# Input for this task
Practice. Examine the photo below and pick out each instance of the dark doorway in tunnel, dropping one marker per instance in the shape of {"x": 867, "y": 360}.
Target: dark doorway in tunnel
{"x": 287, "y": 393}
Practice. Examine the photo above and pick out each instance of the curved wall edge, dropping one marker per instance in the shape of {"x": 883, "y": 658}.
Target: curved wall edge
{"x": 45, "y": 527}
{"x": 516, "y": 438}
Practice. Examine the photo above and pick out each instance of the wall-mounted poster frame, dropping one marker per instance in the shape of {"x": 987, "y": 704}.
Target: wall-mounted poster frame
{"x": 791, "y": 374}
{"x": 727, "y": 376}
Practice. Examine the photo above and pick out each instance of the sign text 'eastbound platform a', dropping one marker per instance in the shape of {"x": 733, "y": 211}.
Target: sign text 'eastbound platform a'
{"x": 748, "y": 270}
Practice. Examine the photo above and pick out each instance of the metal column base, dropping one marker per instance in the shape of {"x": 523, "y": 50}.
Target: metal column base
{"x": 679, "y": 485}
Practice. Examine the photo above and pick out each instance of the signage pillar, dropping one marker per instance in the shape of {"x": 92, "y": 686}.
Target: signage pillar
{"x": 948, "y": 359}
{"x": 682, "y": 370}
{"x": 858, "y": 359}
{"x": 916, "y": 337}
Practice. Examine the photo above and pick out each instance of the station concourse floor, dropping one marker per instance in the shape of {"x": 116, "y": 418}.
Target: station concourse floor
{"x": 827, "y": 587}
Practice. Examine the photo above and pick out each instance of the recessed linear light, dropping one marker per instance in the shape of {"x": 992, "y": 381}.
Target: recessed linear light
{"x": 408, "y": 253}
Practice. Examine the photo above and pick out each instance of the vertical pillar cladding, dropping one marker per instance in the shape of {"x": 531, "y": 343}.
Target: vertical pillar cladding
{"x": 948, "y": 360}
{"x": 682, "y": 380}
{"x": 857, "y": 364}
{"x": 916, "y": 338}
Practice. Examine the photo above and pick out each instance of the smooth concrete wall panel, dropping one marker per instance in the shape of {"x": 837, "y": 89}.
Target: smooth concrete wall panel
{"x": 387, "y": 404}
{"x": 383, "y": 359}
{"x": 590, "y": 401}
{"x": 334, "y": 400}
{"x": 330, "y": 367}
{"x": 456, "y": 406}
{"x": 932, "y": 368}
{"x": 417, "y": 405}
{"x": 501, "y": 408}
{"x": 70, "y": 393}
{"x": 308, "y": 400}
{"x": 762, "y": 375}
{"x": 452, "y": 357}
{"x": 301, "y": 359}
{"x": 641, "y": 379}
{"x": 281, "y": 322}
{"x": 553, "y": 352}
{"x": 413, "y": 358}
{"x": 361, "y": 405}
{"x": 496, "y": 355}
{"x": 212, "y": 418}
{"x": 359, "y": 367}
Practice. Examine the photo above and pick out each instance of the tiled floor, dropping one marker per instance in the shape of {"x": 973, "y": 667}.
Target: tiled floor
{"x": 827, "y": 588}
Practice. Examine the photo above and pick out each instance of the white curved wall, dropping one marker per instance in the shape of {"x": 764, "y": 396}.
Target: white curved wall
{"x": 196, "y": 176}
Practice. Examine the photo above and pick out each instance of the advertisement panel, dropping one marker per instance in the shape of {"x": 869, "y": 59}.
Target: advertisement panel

# What is required
Lay out every line of the items above as a JSON list of strings, with one string per line and no blank lines.

# Response for this exercise
[
  "Practice. Examine the photo below and pick out each instance of the dark doorway in tunnel, dropping one marker per instance in the shape of {\"x\": 867, \"y\": 360}.",
  "Target: dark doorway in tunnel",
  "{\"x\": 287, \"y\": 393}",
  "Practice. Examine the photo above and pick out each instance of the curved wall edge, dropping one marker per instance in the shape of {\"x\": 883, \"y\": 658}.",
  "Target: curved wall edge",
  "{\"x\": 45, \"y\": 527}",
  "{\"x\": 516, \"y\": 438}",
  "Practice. Examine the photo above and pick out each instance of the wall-mounted poster frame, dropping one marker per instance in the shape of {\"x\": 987, \"y\": 704}.",
  "Target: wall-mounted poster frame",
  "{\"x\": 791, \"y\": 374}",
  "{\"x\": 727, \"y\": 376}",
  "Practice. Examine the photo above and pick out each instance of the sign text 'eastbound platform a', dropping one marker per instance in the shape of {\"x\": 733, \"y\": 211}.",
  "Target: sign text 'eastbound platform a'",
  "{\"x\": 748, \"y\": 270}",
  "Practice. Examine the photo above and pick out each instance of the metal column base, dropping one marker per instance in the shape of {\"x\": 523, \"y\": 50}.",
  "Target: metal column base",
  "{\"x\": 679, \"y\": 485}",
  "Practice. Examine the photo above and pick out each instance of the signage pillar, dropping one marker per instance in the shape of {\"x\": 92, \"y\": 686}.",
  "Target: signage pillar",
  "{\"x\": 948, \"y\": 359}",
  "{\"x\": 682, \"y\": 370}",
  "{\"x\": 858, \"y\": 359}",
  "{\"x\": 916, \"y\": 337}",
  "Practice. Examine the photo above and pick out each instance of the station concourse floor, dropping one marker per instance in the shape of {\"x\": 116, \"y\": 418}.",
  "Target: station concourse floor",
  "{\"x\": 827, \"y\": 587}",
  "Practice. Examine the photo above and pick out each instance of the recessed linear light, dropping one marker per instance in the shape of {\"x\": 992, \"y\": 381}.",
  "Target: recessed linear light",
  "{\"x\": 408, \"y\": 253}",
  "Practice. Examine the photo above and pick out each instance of the vertical pillar cladding, dropping one marker per instance in the shape of {\"x\": 531, \"y\": 343}.",
  "Target: vertical pillar cladding",
  "{\"x\": 948, \"y\": 360}",
  "{\"x\": 682, \"y\": 380}",
  "{\"x\": 857, \"y\": 364}",
  "{\"x\": 916, \"y\": 338}",
  "Practice. Examine the photo above and pick out each instance of the smooth concrete wall panel, dropping one marker per instance in the shape of {\"x\": 837, \"y\": 89}.",
  "Target: smooth concrete wall panel",
  "{\"x\": 387, \"y\": 404}",
  "{\"x\": 383, \"y\": 359}",
  "{\"x\": 590, \"y\": 401}",
  "{\"x\": 334, \"y\": 400}",
  "{\"x\": 330, \"y\": 367}",
  "{\"x\": 456, \"y\": 406}",
  "{\"x\": 932, \"y\": 368}",
  "{\"x\": 417, \"y\": 405}",
  "{\"x\": 501, \"y\": 408}",
  "{\"x\": 70, \"y\": 393}",
  "{\"x\": 308, \"y\": 400}",
  "{\"x\": 762, \"y\": 375}",
  "{\"x\": 452, \"y\": 357}",
  "{\"x\": 301, \"y\": 359}",
  "{\"x\": 641, \"y\": 379}",
  "{\"x\": 281, \"y\": 322}",
  "{\"x\": 553, \"y\": 352}",
  "{\"x\": 413, \"y\": 358}",
  "{\"x\": 361, \"y\": 405}",
  "{\"x\": 496, \"y\": 355}",
  "{\"x\": 212, \"y\": 418}",
  "{\"x\": 359, \"y\": 367}",
  "Practice. Examine the photo above and pick out each instance of the tiled floor, dropping one marker per instance in the shape of {\"x\": 973, \"y\": 667}.",
  "Target: tiled floor",
  "{\"x\": 827, \"y\": 588}",
  "Practice. Examine the photo above and pick out each instance of the white curved wall, dropping one marker per instance in the shape of {\"x\": 764, \"y\": 396}.",
  "Target: white curved wall",
  "{\"x\": 196, \"y\": 176}",
  "Practice. Examine the photo above and pick out each instance of the advertisement panel, dropping one marker per instance in the shape of {\"x\": 869, \"y\": 59}.",
  "Target: advertisement panel"
]